23 Oct Rebekah and the Thirsty Camels

Now, it is said that a thirsty camel can drink up to 135 liters of water, in 13 minutes.

Yep, 135 liters.

So, as I was writing my last post about Rebekah, Isaac’s beautiful bride, I had a few thoughts on my mind.

And of course I couldn’t leave them unexplored.

You see, Rebekah turned out to be a very enterprising young lady indeed.

If you recall, not only did she fetch water for Abraham’s presumably tired and thirsty servant, but she did the same for his camels as well.

And there were ten of them.

Which makes me wonder; How thirsty were these camels, after that lengthy trek from one part of the Middle East to the other?

A little thirsty? Very thirsty? Moderately so?

How much water did they actually drink?

And how many times did beautiful Rebekah run to and from the well, to accomplish this seemingly daunting task?

Doubtless you’ve asked yourself the same question, so let’s explore this a little more, shall we?

Picture this with me, if you will.

Here’s ten large camels, all lined up, waiting patiently (or not) for a sip of water.

135 thirsty gulps, that is.

And here’s Rebekah, patiently drawing water for them, one camel at a time.

Run to the well. Drop the pitcher. Let if fill. Pull it up. Hoist onto shoulder. Walk back to Camel A. Pour into trough. Patiently wait for said camel to lap it up. Pick up pitcher. Run back to well. Start process all over again.

One camel down, nine to go.

That’s if Camel A’s thirst has been sufficiently quenched. He could still be waiting for another 125 gulps, you see.

The picture is getting distressingly clear, and I’m thinking; No wonder Abraham’s servant promptly presented Rebekah with gold and other finery! Perfect wife material, this was!

At least for that time, nearly 3,000 years ago.

Now fast-forward to AD 2015 and like me, you might be thinking about yourself at this point, comparing your own enterprise (or lack thereof) with Rebekah’s.

I’m thinking; I can work at my desk for hours, draw up a mean business plan, size up a balance sheet in a sec and debate in the boardroom with the best.

I mean, I’m also very enterprising and hard-working, am I not?

But then, when it comes to matters domestic, am not so sure.

But then again, this is 2015! Surely even the likes of Rebekah would have hired some help?

But her story has me challenged, and I’m re-assessing some things. Drawing up some resolutions. Domestic ones.

:: Supplied entries ::
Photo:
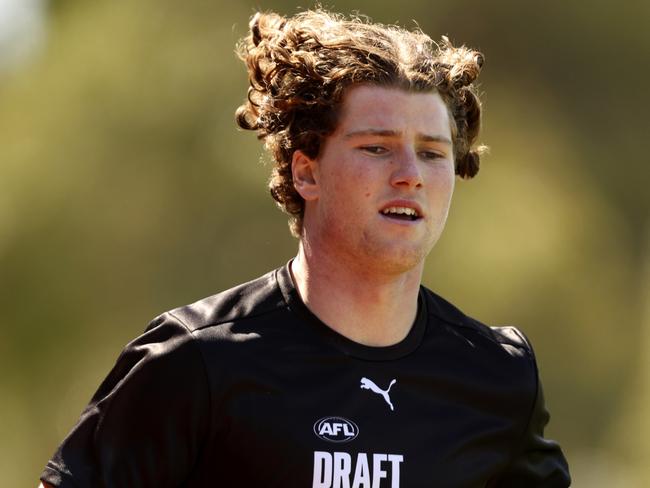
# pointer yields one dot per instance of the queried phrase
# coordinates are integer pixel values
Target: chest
(323, 420)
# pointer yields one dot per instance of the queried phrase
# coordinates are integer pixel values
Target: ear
(304, 171)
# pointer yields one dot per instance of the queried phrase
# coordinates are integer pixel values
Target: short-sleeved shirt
(249, 388)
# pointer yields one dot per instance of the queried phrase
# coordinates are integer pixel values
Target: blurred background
(126, 190)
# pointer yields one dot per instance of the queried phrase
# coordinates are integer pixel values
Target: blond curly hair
(300, 67)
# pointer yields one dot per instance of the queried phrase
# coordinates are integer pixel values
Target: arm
(537, 462)
(146, 423)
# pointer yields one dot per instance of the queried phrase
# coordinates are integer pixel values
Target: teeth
(400, 210)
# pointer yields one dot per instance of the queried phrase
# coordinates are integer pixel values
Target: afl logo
(336, 429)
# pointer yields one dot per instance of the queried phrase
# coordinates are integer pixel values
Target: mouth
(401, 213)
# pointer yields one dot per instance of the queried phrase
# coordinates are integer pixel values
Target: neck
(369, 306)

:: Questions ::
1) Answer these questions about the post on Rebekah and the thirsty camels:
(a) How much water can a thirsty camel drink, and in how many minutes?
(b) How many camels did Rebekah fetch water for?
(c) To what year does the writer fast-forward?
2) Reproduce the part of the post on Rebekah and the thirsty camels starting at "So, as I was" and ending at "to the other?".
3) Write what comes next in the post on Rebekah and the thirsty camels, following on from its last sentence.
The data come from a separate source.

:: Results ::
1)
(a) Up to 135 liters, in 13 minutes.
(b) Ten.
(c) AD 2015.

2)
So, as I was writing my last post about Rebekah, Isaac’s beautiful bride, I had a few thoughts on my mind.

And of course I couldn’t leave them unexplored.

You see, Rebekah turned out to be a very enterprising young lady indeed.

If you recall, not only did she fetch water for Abraham’s presumably tired and thirsty servant, but she did the same for his camels as well.

And there were ten of them.

Which makes me wonder; How thirsty were these camels, after that lengthy trek from one part of the Middle East to the other?

3)
Things are going to change around here, and this time for real. Just you wait and see.

I’ve even found a little gem to help me along:

“Who can find a virtuous wife? For her worth is far above rubies. The heart of her husband safely trusts her; So he will have no lack of gain”. 


Watch the video; Rebekah and the Thirsty Camels


In case you’re wondering, here’s more on the modern-day Rebekah, the Virtuous Wife: Proverbs 31: 10 – 31

  • Judy Khanyola
    Posted at 14:17h, 23 October Reply

    Paulie…truly food for thought. I think we have put God’s order upside down in this AD 2015..we women scoff at domestic chores but I think that’s what God intended as the order in the family..and maybe that’s why we see so many broken homes and it’s accompanying heartache

  • Caroline Odongo
    Posted at 14:29h, 23 October Reply

    Rebekah! I doubt you’ll find one in 2015!

  • Priscilla
    Posted at 21:31h, 24 October Reply

    Very good food for thought, yeah time to call me for a meeting

  • Ozzie Daniel
    Posted at 18:47h, 18 August Reply

    It’s a beautiful story and what a wonderful skill of sharing it on that note. I just finished sharing about the camel which is Gimel in Hebrew which means to lift a burden. You see, the camel reservoir is on its back and that is why we see the hump on the back. Which also, signifies the Holy Spirit lifting. It is miraculous how the Camel could go for days without water and months in the winter also.. Plus Gimel is the 3rd letter in the Hebrew Aleph Beyt. Three is Divine Completion.